Segment Start: The data

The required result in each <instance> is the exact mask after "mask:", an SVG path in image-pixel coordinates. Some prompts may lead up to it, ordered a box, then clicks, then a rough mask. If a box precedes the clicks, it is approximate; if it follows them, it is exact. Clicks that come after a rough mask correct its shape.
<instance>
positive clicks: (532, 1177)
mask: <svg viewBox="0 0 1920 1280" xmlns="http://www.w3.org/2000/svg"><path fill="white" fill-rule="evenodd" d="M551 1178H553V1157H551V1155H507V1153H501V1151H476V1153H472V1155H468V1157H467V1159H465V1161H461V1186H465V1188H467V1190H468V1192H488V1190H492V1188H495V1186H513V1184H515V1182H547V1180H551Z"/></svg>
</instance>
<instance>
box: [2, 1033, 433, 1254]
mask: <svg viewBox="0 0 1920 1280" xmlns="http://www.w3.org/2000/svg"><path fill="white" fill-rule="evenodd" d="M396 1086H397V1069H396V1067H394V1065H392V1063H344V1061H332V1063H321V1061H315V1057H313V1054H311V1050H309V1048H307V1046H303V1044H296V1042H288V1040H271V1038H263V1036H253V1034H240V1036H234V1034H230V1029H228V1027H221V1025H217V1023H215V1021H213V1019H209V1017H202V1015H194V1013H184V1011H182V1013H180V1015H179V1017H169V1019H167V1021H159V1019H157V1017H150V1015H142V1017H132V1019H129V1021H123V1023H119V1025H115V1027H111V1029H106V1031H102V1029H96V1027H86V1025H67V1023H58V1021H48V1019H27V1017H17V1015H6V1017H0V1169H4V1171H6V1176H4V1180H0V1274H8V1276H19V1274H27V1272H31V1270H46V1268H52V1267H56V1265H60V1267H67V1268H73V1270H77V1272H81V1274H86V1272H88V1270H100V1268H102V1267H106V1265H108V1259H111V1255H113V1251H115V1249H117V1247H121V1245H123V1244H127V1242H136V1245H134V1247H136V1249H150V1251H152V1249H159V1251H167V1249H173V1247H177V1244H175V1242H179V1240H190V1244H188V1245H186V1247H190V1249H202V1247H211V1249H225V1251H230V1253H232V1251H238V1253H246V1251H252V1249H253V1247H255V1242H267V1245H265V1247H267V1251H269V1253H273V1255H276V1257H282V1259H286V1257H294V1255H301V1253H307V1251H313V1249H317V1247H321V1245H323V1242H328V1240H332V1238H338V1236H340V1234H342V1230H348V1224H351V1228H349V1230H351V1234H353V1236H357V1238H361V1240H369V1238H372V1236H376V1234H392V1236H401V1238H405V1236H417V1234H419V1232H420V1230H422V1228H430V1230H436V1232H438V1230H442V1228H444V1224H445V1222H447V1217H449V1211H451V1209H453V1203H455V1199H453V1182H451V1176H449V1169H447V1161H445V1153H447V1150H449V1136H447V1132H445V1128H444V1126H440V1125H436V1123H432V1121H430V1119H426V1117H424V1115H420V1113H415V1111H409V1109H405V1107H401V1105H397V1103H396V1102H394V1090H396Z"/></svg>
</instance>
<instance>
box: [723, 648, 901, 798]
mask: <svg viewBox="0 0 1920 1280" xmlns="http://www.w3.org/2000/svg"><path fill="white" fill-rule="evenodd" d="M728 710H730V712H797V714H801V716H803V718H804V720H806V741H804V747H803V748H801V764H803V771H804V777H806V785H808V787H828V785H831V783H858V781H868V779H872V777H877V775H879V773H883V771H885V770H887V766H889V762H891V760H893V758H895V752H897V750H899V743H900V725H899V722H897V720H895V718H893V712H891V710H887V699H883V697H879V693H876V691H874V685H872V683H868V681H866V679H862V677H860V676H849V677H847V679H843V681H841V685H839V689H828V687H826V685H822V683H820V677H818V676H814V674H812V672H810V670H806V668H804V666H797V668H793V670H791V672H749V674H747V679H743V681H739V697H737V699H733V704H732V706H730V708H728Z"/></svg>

Segment End: The data

Task goal: Could you retype all of the entries exactly, leaving none out?

Task output:
The required result in each <instance> is the exact mask after "mask:", an SVG path in image-pixel coordinates. Some prompts may lead up to it, ordered a box, then clicks, then a rough mask. If a box precedes the clicks, it is approximate; if it follows them, it is exact. Clicks that come after a rough mask correct its shape.
<instance>
positive clicks: (532, 1177)
mask: <svg viewBox="0 0 1920 1280" xmlns="http://www.w3.org/2000/svg"><path fill="white" fill-rule="evenodd" d="M551 1178H553V1157H551V1155H507V1153H501V1151H476V1153H472V1155H468V1157H467V1159H465V1161H461V1186H465V1188H467V1190H468V1192H488V1190H492V1188H495V1186H513V1184H515V1182H547V1180H551Z"/></svg>
</instance>
<instance>
box: [2, 1033, 433, 1254]
mask: <svg viewBox="0 0 1920 1280" xmlns="http://www.w3.org/2000/svg"><path fill="white" fill-rule="evenodd" d="M396 1086H397V1069H396V1067H394V1065H392V1063H344V1061H332V1063H321V1061H315V1057H313V1054H311V1050H309V1048H307V1046H303V1044H296V1042H288V1040H271V1038H263V1036H253V1034H240V1036H234V1034H230V1029H228V1027H221V1025H217V1023H215V1021H213V1019H209V1017H202V1015H194V1013H184V1011H182V1013H180V1015H179V1017H169V1019H167V1021H159V1019H157V1017H150V1015H142V1017H132V1019H129V1021H123V1023H119V1025H115V1027H111V1029H106V1031H102V1029H96V1027H86V1025H67V1023H58V1021H48V1019H27V1017H17V1015H6V1017H0V1169H4V1171H6V1176H4V1180H0V1274H8V1276H19V1274H27V1272H31V1270H46V1268H52V1267H56V1265H60V1267H67V1268H73V1270H77V1272H81V1274H86V1272H88V1270H100V1268H102V1267H106V1265H108V1259H111V1255H113V1251H115V1249H117V1247H121V1245H123V1244H127V1242H136V1245H134V1247H136V1249H150V1251H152V1249H159V1251H167V1249H173V1247H177V1244H175V1242H179V1240H190V1244H188V1245H186V1247H190V1249H202V1247H211V1249H225V1251H230V1253H232V1251H238V1253H246V1251H252V1249H253V1247H255V1242H267V1245H265V1247H267V1251H269V1253H273V1255H276V1257H282V1259H286V1257H294V1255H301V1253H307V1251H313V1249H317V1247H321V1245H323V1242H328V1240H332V1238H338V1236H340V1234H342V1230H348V1224H351V1228H349V1230H351V1234H353V1236H357V1238H361V1240H369V1238H372V1236H376V1234H392V1236H401V1238H405V1236H417V1234H419V1232H420V1230H422V1228H430V1230H436V1232H438V1230H442V1228H444V1224H445V1222H447V1217H449V1211H451V1209H453V1203H455V1199H453V1182H451V1176H449V1169H447V1161H445V1153H447V1150H449V1136H447V1132H445V1128H444V1126H440V1125H436V1123H432V1121H430V1119H426V1117H424V1115H420V1113H415V1111H409V1109H405V1107H401V1105H397V1103H396V1102H394V1090H396Z"/></svg>
</instance>
<instance>
box: [723, 648, 901, 798]
mask: <svg viewBox="0 0 1920 1280" xmlns="http://www.w3.org/2000/svg"><path fill="white" fill-rule="evenodd" d="M728 710H730V712H797V714H801V716H803V718H804V720H806V741H804V747H803V748H801V764H803V771H804V777H806V785H808V787H828V785H831V783H858V781H868V779H872V777H877V775H879V773H883V771H885V770H887V766H889V762H891V760H893V758H895V752H897V750H899V743H900V725H899V722H897V720H895V718H893V712H891V710H887V699H883V697H879V693H876V691H874V685H872V683H868V681H866V679H862V677H860V676H849V677H847V679H843V681H841V685H839V689H828V687H826V685H822V683H820V677H818V676H814V674H812V672H810V670H806V668H804V666H797V668H793V670H791V672H749V674H747V679H743V681H739V697H737V699H733V704H732V706H730V708H728Z"/></svg>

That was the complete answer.